* Data to examine *

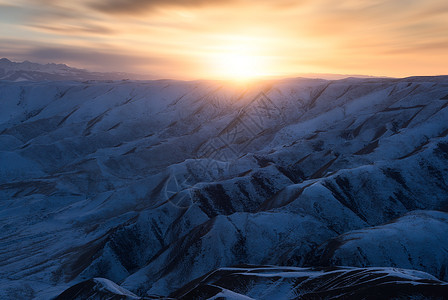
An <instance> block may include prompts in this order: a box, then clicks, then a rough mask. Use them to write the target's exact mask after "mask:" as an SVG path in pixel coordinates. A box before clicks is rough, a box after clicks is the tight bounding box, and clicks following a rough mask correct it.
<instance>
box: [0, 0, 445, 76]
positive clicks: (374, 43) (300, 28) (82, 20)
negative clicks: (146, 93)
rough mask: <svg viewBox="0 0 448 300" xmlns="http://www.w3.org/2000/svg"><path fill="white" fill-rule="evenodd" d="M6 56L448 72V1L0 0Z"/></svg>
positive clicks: (60, 61) (187, 64) (163, 63)
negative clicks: (69, 0)
mask: <svg viewBox="0 0 448 300" xmlns="http://www.w3.org/2000/svg"><path fill="white" fill-rule="evenodd" d="M0 57H7V58H9V59H12V60H17V61H22V60H25V59H27V60H30V61H36V62H41V63H46V62H57V63H67V64H69V65H71V66H74V67H81V68H87V69H90V70H98V71H125V72H134V73H143V74H150V75H152V76H153V77H158V78H167V77H170V78H177V79H198V78H210V79H227V78H231V77H232V76H242V77H244V76H248V77H249V76H282V77H287V76H296V75H299V74H303V73H339V74H365V75H384V76H395V77H403V76H411V75H438V74H448V1H446V0H426V1H423V0H420V1H417V0H394V1H391V0H388V1H383V0H366V1H362V0H340V1H332V0H298V1H289V0H278V1H268V0H230V1H206V0H190V1H185V0H149V1H148V0H109V1H104V0H79V1H60V0H15V1H6V0H0Z"/></svg>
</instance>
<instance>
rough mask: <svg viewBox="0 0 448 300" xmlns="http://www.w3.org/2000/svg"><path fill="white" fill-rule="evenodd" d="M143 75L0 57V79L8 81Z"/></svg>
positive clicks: (75, 80)
mask: <svg viewBox="0 0 448 300" xmlns="http://www.w3.org/2000/svg"><path fill="white" fill-rule="evenodd" d="M139 78H141V76H139V75H135V74H128V73H100V72H89V71H87V70H83V69H76V68H72V67H69V66H67V65H65V64H54V63H49V64H45V65H43V64H38V63H33V62H29V61H24V62H21V63H18V62H12V61H10V60H9V59H7V58H1V59H0V80H8V81H44V80H45V81H51V80H75V81H86V80H122V79H139Z"/></svg>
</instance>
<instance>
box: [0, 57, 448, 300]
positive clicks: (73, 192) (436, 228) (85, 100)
mask: <svg viewBox="0 0 448 300" xmlns="http://www.w3.org/2000/svg"><path fill="white" fill-rule="evenodd" d="M5 63H7V62H5ZM447 93H448V79H447V78H446V77H424V78H419V77H416V78H407V79H375V78H370V79H345V80H338V81H326V80H309V79H288V80H279V81H273V82H264V83H257V84H254V85H252V86H250V87H247V88H245V89H240V88H235V87H232V86H226V85H223V84H222V83H220V82H212V81H203V82H178V81H170V80H159V81H150V82H132V81H125V82H84V83H79V82H20V83H13V82H5V81H3V82H1V83H0V103H1V107H2V109H1V110H0V164H1V168H0V228H1V229H2V230H1V231H0V242H1V244H2V249H5V251H1V252H0V266H1V268H0V275H1V276H0V285H1V286H2V287H4V288H3V289H0V298H4V299H14V298H17V297H19V298H20V297H22V298H25V299H26V298H33V297H40V298H51V297H54V296H56V295H58V294H60V293H61V291H62V290H64V289H66V288H67V287H69V286H73V285H76V284H78V283H80V282H85V281H86V280H87V282H89V281H88V280H91V278H98V277H103V278H107V279H109V280H112V281H114V282H116V283H117V284H119V285H120V286H121V287H122V288H124V289H126V290H128V291H131V292H132V293H134V294H136V295H139V296H143V295H145V296H150V295H161V296H167V295H169V294H170V293H174V292H175V291H176V290H178V289H179V288H181V287H182V286H184V285H185V284H187V283H188V282H190V281H192V280H194V279H195V278H198V277H201V276H203V275H204V274H207V273H209V272H211V271H213V270H216V269H219V268H221V267H226V266H232V265H236V264H242V263H248V264H253V265H265V264H268V265H279V266H294V267H302V266H304V265H312V266H325V267H331V266H334V265H347V266H354V267H400V268H406V269H414V270H420V271H424V272H427V273H429V274H431V275H433V276H435V277H436V278H438V279H439V280H447V277H446V276H447V275H446V274H447V270H446V266H447V262H446V249H448V245H447V243H448V242H447V240H446V235H444V234H443V229H444V228H445V227H446V212H447V211H448V181H447V178H448V159H447V151H446V150H447V146H446V145H448V123H447V122H446V120H448V105H447V101H446V99H445V98H446V95H447ZM391 222H392V223H391ZM436 232H437V234H435V233H436ZM392 249H393V251H392ZM313 272H314V271H313ZM238 276H239V275H238ZM400 276H401V275H400ZM244 278H246V277H244ZM260 278H261V277H260ZM257 280H259V278H257ZM434 280H435V279H434ZM36 282H38V283H39V284H36ZM30 283H33V284H30ZM90 284H93V283H90ZM235 284H236V283H235ZM85 285H86V286H87V290H91V288H88V287H89V285H88V284H87V283H85ZM218 286H220V285H218ZM229 288H230V287H229ZM287 288H288V289H292V290H294V287H293V286H288V287H287ZM341 288H342V289H344V287H341ZM204 289H209V294H210V293H214V292H216V291H217V288H216V287H207V288H205V287H204ZM260 289H262V288H261V287H260ZM360 289H361V287H360ZM230 290H232V289H230ZM368 290H369V293H370V291H374V290H375V289H374V288H370V287H369V288H368ZM232 291H234V290H232ZM238 293H239V292H238ZM243 294H244V293H243ZM17 295H19V296H17ZM322 295H324V296H328V295H330V294H328V295H327V294H322ZM360 295H361V294H360ZM391 295H392V294H391ZM95 297H96V296H95ZM154 297H155V296H154ZM296 297H298V295H297V296H296Z"/></svg>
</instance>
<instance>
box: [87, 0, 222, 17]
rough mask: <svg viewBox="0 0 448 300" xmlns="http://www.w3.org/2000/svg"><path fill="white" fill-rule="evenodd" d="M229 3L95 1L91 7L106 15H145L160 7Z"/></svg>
mask: <svg viewBox="0 0 448 300" xmlns="http://www.w3.org/2000/svg"><path fill="white" fill-rule="evenodd" d="M228 2H229V1H225V2H224V1H210V0H209V1H207V0H111V1H95V2H92V3H90V7H92V8H94V9H96V10H98V11H101V12H105V13H111V14H130V13H138V14H140V13H144V12H147V11H149V10H153V9H156V8H160V7H167V6H168V7H169V6H178V7H189V8H191V7H197V6H203V5H216V4H218V5H219V4H228Z"/></svg>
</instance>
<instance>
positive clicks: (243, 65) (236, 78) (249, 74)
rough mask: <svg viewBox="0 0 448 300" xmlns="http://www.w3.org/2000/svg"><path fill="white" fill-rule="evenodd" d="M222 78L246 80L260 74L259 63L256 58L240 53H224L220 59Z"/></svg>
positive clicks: (221, 56) (252, 56) (250, 78)
mask: <svg viewBox="0 0 448 300" xmlns="http://www.w3.org/2000/svg"><path fill="white" fill-rule="evenodd" d="M220 60H221V72H222V75H223V76H224V77H227V78H228V79H235V80H248V79H251V78H255V77H258V76H259V75H260V74H259V73H260V71H259V68H260V62H258V61H257V59H256V57H254V56H250V55H247V54H241V53H226V54H223V55H222V56H221V58H220Z"/></svg>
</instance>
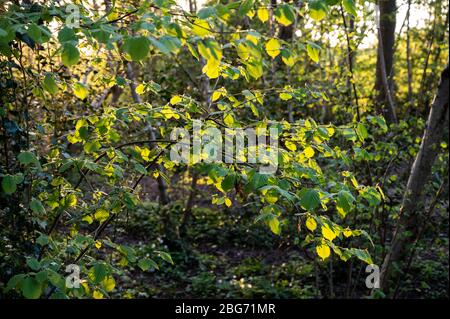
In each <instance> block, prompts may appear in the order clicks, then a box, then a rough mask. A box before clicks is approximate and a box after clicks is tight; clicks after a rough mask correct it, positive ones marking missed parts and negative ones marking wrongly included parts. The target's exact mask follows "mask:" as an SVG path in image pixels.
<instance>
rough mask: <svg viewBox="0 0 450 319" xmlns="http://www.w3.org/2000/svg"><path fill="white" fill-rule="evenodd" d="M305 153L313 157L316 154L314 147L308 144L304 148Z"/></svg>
mask: <svg viewBox="0 0 450 319" xmlns="http://www.w3.org/2000/svg"><path fill="white" fill-rule="evenodd" d="M303 154H305V156H306V157H307V158H311V157H313V156H314V149H313V148H312V147H311V146H308V147H307V148H305V149H304V150H303Z"/></svg>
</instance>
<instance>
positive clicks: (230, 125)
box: [223, 113, 234, 126]
mask: <svg viewBox="0 0 450 319" xmlns="http://www.w3.org/2000/svg"><path fill="white" fill-rule="evenodd" d="M223 122H224V123H225V124H226V125H228V126H233V124H234V116H233V114H231V113H228V114H226V115H225V116H224V117H223Z"/></svg>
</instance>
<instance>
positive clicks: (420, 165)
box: [380, 64, 449, 292]
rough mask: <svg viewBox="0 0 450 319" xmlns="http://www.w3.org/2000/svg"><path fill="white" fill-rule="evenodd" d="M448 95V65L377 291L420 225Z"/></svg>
mask: <svg viewBox="0 0 450 319" xmlns="http://www.w3.org/2000/svg"><path fill="white" fill-rule="evenodd" d="M448 95H449V70H448V64H447V67H446V68H445V70H444V71H443V72H442V74H441V80H440V83H439V86H438V90H437V94H436V96H435V98H434V101H433V104H432V106H431V110H430V114H429V116H428V120H427V124H426V127H425V132H424V134H423V137H422V142H421V144H420V149H419V152H418V153H417V156H416V159H415V161H414V164H413V166H412V168H411V174H410V176H409V179H408V184H407V186H406V190H405V194H404V196H403V202H402V207H401V209H400V217H399V219H398V221H397V226H396V229H395V231H394V235H393V238H392V241H391V249H390V252H389V253H388V254H387V255H386V257H385V259H384V262H383V266H382V268H381V278H380V288H381V289H382V290H384V291H385V292H387V290H388V288H389V277H390V273H391V268H392V263H393V262H398V261H401V260H403V257H404V256H405V254H406V252H407V250H408V248H407V243H408V240H409V239H410V238H415V237H416V236H417V232H418V229H419V228H420V225H421V224H422V223H424V222H427V221H426V220H424V218H423V216H422V214H420V212H421V211H422V210H421V209H420V208H421V206H419V205H422V204H420V203H421V202H422V191H423V189H424V185H425V184H426V182H427V180H428V179H429V177H430V175H431V167H432V165H433V162H434V160H435V158H436V156H437V155H438V152H437V147H438V145H439V142H440V141H441V139H442V135H443V133H444V130H446V128H447V127H448V116H449V115H448Z"/></svg>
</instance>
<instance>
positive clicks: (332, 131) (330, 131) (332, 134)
mask: <svg viewBox="0 0 450 319" xmlns="http://www.w3.org/2000/svg"><path fill="white" fill-rule="evenodd" d="M327 131H328V135H330V136H333V135H334V128H332V127H328V128H327Z"/></svg>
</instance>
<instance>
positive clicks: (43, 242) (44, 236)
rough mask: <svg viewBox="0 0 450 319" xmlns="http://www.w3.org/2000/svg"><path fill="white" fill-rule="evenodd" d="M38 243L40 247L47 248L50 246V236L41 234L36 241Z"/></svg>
mask: <svg viewBox="0 0 450 319" xmlns="http://www.w3.org/2000/svg"><path fill="white" fill-rule="evenodd" d="M36 243H37V244H38V245H40V246H45V245H47V244H48V236H47V235H44V234H41V235H40V236H39V237H38V238H37V239H36Z"/></svg>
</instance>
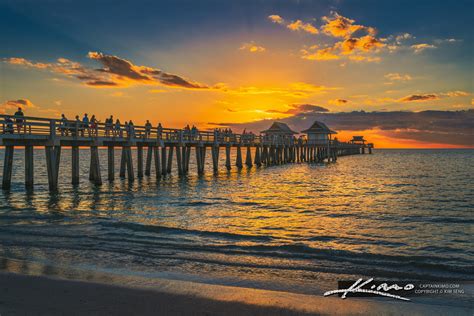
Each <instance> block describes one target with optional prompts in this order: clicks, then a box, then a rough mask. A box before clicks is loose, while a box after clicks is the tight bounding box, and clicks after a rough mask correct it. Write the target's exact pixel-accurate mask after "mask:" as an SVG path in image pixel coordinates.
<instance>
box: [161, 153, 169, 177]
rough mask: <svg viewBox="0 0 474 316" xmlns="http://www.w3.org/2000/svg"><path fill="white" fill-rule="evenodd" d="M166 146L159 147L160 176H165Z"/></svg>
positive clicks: (166, 168) (165, 172) (165, 167)
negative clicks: (159, 156)
mask: <svg viewBox="0 0 474 316" xmlns="http://www.w3.org/2000/svg"><path fill="white" fill-rule="evenodd" d="M166 170H168V169H167V166H166V146H163V147H161V174H162V175H164V176H165V175H166Z"/></svg>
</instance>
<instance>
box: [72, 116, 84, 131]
mask: <svg viewBox="0 0 474 316" xmlns="http://www.w3.org/2000/svg"><path fill="white" fill-rule="evenodd" d="M73 131H74V132H73V135H74V136H77V135H78V134H79V132H81V134H84V132H83V128H82V122H81V120H80V119H79V115H76V123H75V126H74V127H73Z"/></svg>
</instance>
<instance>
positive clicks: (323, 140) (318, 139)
mask: <svg viewBox="0 0 474 316" xmlns="http://www.w3.org/2000/svg"><path fill="white" fill-rule="evenodd" d="M301 133H305V134H307V135H308V143H310V144H323V145H326V144H329V143H330V141H331V135H332V134H337V132H335V131H333V130H331V129H329V127H327V125H326V124H324V123H323V122H320V121H314V123H313V125H311V127H310V128H308V129H305V130H304V131H301Z"/></svg>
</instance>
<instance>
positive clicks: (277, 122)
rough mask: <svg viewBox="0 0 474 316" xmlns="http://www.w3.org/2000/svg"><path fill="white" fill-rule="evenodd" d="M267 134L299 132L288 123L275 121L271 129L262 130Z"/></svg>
mask: <svg viewBox="0 0 474 316" xmlns="http://www.w3.org/2000/svg"><path fill="white" fill-rule="evenodd" d="M261 133H262V134H264V135H265V136H293V135H296V134H298V133H297V132H295V131H293V130H292V129H291V128H290V127H289V126H288V125H287V124H285V123H281V122H274V123H273V124H272V126H270V128H269V129H266V130H264V131H261Z"/></svg>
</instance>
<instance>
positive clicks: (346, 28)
mask: <svg viewBox="0 0 474 316" xmlns="http://www.w3.org/2000/svg"><path fill="white" fill-rule="evenodd" d="M323 21H325V22H326V24H324V25H323V26H321V30H322V31H323V32H324V33H325V34H327V35H330V36H334V37H343V38H349V37H351V36H352V34H354V33H356V32H358V31H365V32H367V34H370V35H375V34H376V33H377V31H376V30H375V28H373V27H367V26H363V25H357V24H354V22H355V20H351V19H349V18H346V17H344V16H342V15H339V14H338V13H337V12H333V13H332V16H330V17H327V16H325V17H323Z"/></svg>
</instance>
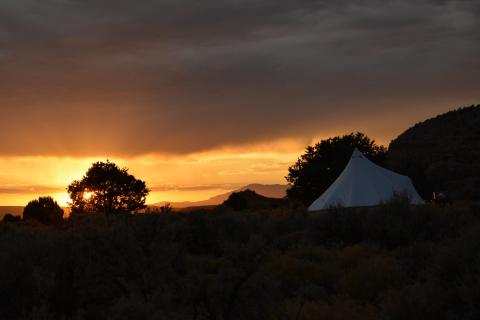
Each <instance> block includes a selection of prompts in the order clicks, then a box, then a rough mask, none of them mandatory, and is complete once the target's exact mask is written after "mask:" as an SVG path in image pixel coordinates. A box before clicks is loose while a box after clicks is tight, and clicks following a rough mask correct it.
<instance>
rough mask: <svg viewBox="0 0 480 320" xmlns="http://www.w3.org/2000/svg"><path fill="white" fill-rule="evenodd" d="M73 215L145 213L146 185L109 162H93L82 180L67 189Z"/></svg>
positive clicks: (70, 185)
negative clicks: (139, 210)
mask: <svg viewBox="0 0 480 320" xmlns="http://www.w3.org/2000/svg"><path fill="white" fill-rule="evenodd" d="M67 191H68V193H69V195H70V198H71V199H72V203H71V207H72V212H74V213H76V212H103V213H118V212H133V211H135V210H139V209H144V208H146V206H145V200H146V196H147V195H148V193H149V190H148V189H147V187H146V185H145V182H144V181H142V180H138V179H136V178H135V177H134V176H133V175H131V174H129V173H128V169H126V168H123V169H121V168H119V167H118V166H117V165H116V164H115V163H112V162H110V161H108V160H107V161H106V162H95V163H94V164H93V165H92V166H91V167H90V169H88V171H87V173H86V174H85V176H84V177H83V178H82V180H76V181H73V182H72V184H70V185H69V186H68V188H67Z"/></svg>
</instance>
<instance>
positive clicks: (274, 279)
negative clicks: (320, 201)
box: [0, 202, 480, 320]
mask: <svg viewBox="0 0 480 320" xmlns="http://www.w3.org/2000/svg"><path fill="white" fill-rule="evenodd" d="M0 268H1V269H0V297H1V299H0V318H1V319H18V318H23V319H62V318H64V319H298V320H299V319H304V320H306V319H349V320H351V319H423V320H424V319H479V318H480V305H479V304H478V301H480V209H479V208H432V207H429V206H426V207H416V208H415V207H409V206H408V205H405V204H404V203H402V202H397V203H391V204H388V205H386V206H384V207H380V208H373V209H372V208H369V209H354V210H347V209H337V210H335V211H332V212H329V213H323V214H307V213H306V212H304V211H296V212H287V211H286V210H285V209H278V210H277V211H276V210H268V211H264V212H262V211H257V212H236V211H233V210H232V211H230V210H229V209H228V208H226V207H222V208H219V209H217V210H214V211H211V212H210V211H209V212H192V213H185V214H175V213H157V214H145V215H108V216H106V215H89V216H83V217H82V216H77V217H75V218H72V219H69V220H66V221H65V222H63V223H61V224H59V225H54V226H45V225H41V224H35V223H34V222H32V221H30V222H24V221H22V222H3V223H0Z"/></svg>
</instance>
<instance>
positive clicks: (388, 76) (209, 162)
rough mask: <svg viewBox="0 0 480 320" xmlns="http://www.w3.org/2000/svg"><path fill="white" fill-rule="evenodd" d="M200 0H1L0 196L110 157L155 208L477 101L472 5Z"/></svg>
mask: <svg viewBox="0 0 480 320" xmlns="http://www.w3.org/2000/svg"><path fill="white" fill-rule="evenodd" d="M199 3H200V2H199V1H197V0H178V1H167V0H158V1H157V0H155V1H152V0H145V1H139V2H134V1H123V0H102V1H53V0H52V1H19V0H2V1H0V205H25V204H26V203H27V202H28V201H29V200H31V199H32V198H34V197H37V196H39V195H52V196H54V197H55V198H56V199H57V200H58V201H59V202H60V203H61V204H62V205H65V204H66V202H67V199H66V194H65V192H64V190H65V188H66V186H67V185H68V184H69V183H70V182H71V181H72V180H73V179H79V178H81V177H82V175H83V173H84V172H85V171H86V170H87V168H88V167H89V165H90V164H91V163H92V162H94V161H100V160H105V159H107V158H108V159H110V160H112V161H115V162H117V163H118V164H120V165H123V166H126V167H128V168H130V170H131V173H133V174H134V175H135V176H136V177H138V178H140V179H143V180H146V182H147V185H148V186H149V187H150V188H151V189H152V193H151V195H150V196H149V198H148V202H149V203H154V202H157V201H161V200H166V201H178V200H200V199H204V198H207V197H209V196H212V195H216V194H218V193H220V192H224V191H226V190H232V189H235V188H237V187H240V186H243V185H245V184H249V183H285V180H284V176H285V175H286V174H287V168H288V166H289V165H290V164H292V163H293V162H294V161H295V160H296V158H297V157H298V156H299V155H300V154H301V153H302V152H303V150H304V148H305V147H306V146H307V145H309V144H311V143H312V142H317V141H318V140H319V139H321V138H327V137H330V136H333V135H339V134H346V133H350V132H352V131H360V132H364V133H365V134H367V135H368V136H369V137H370V138H373V139H375V140H377V141H378V142H379V143H381V144H384V145H388V143H389V142H390V140H391V139H393V138H395V137H396V136H398V135H399V134H400V133H402V132H403V131H404V130H406V129H407V128H409V127H411V126H412V125H414V124H415V123H417V122H419V121H422V120H425V119H427V118H430V117H432V116H435V115H438V114H441V113H444V112H446V111H448V110H451V109H454V108H458V107H462V106H467V105H471V104H477V103H479V101H480V92H479V87H480V83H479V78H478V72H477V71H478V70H480V59H479V58H478V57H479V56H480V41H479V38H478V35H479V32H478V30H479V27H480V4H479V2H478V1H416V0H403V1H377V0H365V1H287V0H254V1H233V0H223V1H218V0H202V1H201V4H199Z"/></svg>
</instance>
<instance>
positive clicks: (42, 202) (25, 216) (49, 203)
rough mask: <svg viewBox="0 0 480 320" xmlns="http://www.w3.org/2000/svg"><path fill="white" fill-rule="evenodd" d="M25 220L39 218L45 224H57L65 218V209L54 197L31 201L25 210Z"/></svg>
mask: <svg viewBox="0 0 480 320" xmlns="http://www.w3.org/2000/svg"><path fill="white" fill-rule="evenodd" d="M23 219H24V220H29V219H33V220H37V221H38V222H40V223H43V224H56V223H59V222H61V221H62V219H63V209H62V208H61V207H60V206H59V205H58V203H57V202H56V201H55V200H53V198H52V197H40V198H38V200H32V201H30V202H29V203H28V204H27V206H26V207H25V209H24V210H23Z"/></svg>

* Task to complete *
Would you print exactly and only the lines of the material above that run from the line with "positive clicks: (75, 80)" through the line with "box: [0, 57, 448, 300]", both included?

* Result of this task *
positive clicks: (75, 80)
mask: <svg viewBox="0 0 448 300" xmlns="http://www.w3.org/2000/svg"><path fill="white" fill-rule="evenodd" d="M139 78H141V76H139V75H135V74H128V73H100V72H89V71H87V70H83V69H76V68H72V67H69V66H67V65H65V64H54V63H49V64H45V65H43V64H38V63H33V62H29V61H24V62H21V63H18V62H12V61H10V60H9V59H7V58H1V59H0V80H8V81H44V80H45V81H51V80H75V81H86V80H122V79H139Z"/></svg>
</instance>
<instance>
box: [0, 57, 448, 300]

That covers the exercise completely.